▼

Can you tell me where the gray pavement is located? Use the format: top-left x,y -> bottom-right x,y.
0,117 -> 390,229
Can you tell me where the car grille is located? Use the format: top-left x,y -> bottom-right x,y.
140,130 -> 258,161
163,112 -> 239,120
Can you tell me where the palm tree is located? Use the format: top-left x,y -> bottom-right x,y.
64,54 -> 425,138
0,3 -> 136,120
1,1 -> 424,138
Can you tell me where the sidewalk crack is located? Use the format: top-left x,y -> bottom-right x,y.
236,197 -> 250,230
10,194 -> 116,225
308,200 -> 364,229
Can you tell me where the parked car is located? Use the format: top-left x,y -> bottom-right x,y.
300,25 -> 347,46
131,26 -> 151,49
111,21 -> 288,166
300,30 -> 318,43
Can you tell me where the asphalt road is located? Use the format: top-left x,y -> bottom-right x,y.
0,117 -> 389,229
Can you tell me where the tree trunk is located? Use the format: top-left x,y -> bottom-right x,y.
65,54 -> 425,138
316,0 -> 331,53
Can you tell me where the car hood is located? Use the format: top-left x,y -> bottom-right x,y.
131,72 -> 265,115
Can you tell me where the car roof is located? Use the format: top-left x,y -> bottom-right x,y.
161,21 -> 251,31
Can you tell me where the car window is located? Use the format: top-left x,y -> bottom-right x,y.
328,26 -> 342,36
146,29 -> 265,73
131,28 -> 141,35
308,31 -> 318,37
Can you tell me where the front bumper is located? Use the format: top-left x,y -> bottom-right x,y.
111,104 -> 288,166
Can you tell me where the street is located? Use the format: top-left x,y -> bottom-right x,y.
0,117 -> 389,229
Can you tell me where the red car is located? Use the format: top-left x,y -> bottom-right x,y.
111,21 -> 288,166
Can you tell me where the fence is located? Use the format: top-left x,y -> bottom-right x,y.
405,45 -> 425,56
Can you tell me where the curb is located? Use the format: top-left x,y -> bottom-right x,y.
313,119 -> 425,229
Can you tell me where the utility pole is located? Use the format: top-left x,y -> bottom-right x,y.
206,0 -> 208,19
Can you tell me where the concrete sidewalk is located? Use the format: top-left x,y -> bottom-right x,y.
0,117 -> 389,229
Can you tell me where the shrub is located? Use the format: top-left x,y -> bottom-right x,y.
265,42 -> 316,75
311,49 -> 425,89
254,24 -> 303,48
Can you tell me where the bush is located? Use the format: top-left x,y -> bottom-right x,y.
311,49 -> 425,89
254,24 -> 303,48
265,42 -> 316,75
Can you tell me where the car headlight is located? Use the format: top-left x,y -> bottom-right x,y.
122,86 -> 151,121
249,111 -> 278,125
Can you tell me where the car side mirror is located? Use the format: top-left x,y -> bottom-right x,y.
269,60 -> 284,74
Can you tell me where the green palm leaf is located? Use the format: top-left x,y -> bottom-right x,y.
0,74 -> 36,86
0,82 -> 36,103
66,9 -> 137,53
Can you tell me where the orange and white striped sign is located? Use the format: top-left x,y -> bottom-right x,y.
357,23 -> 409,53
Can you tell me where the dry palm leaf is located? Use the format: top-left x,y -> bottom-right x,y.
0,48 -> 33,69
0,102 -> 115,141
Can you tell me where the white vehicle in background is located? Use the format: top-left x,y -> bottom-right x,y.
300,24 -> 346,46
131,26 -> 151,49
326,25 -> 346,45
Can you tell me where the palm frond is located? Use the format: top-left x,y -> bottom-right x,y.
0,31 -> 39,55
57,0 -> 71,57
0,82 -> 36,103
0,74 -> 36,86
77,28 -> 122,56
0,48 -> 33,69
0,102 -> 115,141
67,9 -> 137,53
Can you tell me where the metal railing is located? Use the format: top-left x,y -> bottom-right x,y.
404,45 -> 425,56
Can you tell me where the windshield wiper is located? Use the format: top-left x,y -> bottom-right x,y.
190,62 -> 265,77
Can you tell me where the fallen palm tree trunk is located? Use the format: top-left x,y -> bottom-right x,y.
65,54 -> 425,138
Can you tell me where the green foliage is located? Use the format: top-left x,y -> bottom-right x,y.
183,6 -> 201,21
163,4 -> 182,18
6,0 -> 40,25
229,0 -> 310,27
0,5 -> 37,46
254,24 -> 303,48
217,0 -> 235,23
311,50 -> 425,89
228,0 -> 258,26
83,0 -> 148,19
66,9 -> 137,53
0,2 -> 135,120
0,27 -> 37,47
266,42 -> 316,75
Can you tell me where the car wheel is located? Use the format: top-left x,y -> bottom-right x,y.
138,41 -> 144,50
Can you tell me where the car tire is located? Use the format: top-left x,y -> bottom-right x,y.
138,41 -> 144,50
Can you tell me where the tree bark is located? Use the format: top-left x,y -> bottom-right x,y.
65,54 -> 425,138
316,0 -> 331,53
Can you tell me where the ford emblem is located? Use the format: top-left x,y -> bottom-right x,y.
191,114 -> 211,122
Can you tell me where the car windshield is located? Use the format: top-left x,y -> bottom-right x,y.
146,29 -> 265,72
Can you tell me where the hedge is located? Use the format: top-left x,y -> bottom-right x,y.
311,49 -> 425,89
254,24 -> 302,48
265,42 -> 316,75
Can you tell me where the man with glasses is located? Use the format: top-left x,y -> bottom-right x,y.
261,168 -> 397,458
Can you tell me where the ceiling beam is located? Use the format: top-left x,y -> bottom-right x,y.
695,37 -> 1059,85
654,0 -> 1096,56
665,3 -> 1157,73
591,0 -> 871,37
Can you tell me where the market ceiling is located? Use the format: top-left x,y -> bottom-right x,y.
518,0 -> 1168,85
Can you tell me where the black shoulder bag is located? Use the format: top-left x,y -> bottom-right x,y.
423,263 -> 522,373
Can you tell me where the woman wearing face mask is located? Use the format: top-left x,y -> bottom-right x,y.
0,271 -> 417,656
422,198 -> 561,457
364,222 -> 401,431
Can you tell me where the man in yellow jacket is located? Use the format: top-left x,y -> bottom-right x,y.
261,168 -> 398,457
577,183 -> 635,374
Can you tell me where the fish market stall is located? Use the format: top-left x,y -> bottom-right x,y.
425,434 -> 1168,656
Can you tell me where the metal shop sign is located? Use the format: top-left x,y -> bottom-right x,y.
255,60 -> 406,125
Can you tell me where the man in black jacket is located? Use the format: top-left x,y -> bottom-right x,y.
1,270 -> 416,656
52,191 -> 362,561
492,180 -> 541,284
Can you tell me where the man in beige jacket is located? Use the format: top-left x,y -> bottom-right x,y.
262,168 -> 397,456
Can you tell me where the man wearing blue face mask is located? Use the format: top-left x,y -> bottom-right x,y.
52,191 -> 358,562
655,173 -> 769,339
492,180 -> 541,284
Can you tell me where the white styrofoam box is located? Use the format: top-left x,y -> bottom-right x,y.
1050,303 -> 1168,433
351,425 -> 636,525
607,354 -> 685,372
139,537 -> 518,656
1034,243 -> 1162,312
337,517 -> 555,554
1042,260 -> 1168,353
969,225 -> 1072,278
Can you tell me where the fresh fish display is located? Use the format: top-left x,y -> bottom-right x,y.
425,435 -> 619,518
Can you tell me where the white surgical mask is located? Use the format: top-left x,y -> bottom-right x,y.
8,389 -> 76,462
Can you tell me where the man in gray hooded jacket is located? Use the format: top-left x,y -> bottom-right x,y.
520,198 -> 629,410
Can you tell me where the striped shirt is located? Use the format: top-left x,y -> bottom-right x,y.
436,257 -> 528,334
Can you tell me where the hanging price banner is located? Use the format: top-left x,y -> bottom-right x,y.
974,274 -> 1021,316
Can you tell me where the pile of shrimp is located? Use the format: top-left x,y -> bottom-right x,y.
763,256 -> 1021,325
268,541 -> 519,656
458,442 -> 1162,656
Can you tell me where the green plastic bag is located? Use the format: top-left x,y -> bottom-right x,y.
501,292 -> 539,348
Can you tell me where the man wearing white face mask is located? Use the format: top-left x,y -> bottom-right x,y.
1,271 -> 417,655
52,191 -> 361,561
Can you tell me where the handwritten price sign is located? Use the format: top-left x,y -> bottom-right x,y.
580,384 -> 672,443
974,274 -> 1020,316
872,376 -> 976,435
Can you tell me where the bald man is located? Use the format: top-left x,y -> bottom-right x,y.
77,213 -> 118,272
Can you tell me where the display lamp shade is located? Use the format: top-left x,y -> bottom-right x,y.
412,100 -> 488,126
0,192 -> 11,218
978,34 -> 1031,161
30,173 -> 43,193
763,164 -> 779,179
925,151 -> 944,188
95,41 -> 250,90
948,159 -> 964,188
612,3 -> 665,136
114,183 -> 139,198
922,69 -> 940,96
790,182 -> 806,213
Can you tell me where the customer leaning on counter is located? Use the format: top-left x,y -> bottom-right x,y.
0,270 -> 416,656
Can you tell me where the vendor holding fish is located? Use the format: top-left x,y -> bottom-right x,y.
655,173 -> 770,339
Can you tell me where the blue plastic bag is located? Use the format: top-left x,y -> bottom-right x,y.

▲

● **Prompt**
Give an exact reproduction of the lines from the one with "Can you tell me where the handwritten" to the final line of the entries, including both.

● **Answer to the exercise**
Can you tell me where the handwritten price sign is located? Use the format: top-left x,y -> bottom-right x,y.
580,384 -> 672,443
974,274 -> 1020,316
872,376 -> 976,435
Can you tell me where the bald man is located? Use the format: top-left x,y -> bottom-right x,y.
77,213 -> 118,272
Can you tell me where the display lamp shade is located? Use the format: top-left x,y -> bottom-right x,y.
412,100 -> 488,126
0,192 -> 11,218
978,34 -> 1031,161
30,173 -> 43,193
763,164 -> 779,179
925,151 -> 944,188
95,41 -> 250,90
948,159 -> 964,188
612,3 -> 665,136
114,183 -> 139,198
922,69 -> 940,96
790,182 -> 806,213
Can you tell me where the customer leaning on counter is located? Use the format: top-left x,y -> bottom-right x,y.
0,270 -> 416,656
Can you tell me where the vendor holding fish is located? Use the format: top-left x,y -> bottom-right x,y.
655,173 -> 770,339
Can you tell me where the blue plastic bag is located? Use the format: top-left x,y -> bottom-right x,y.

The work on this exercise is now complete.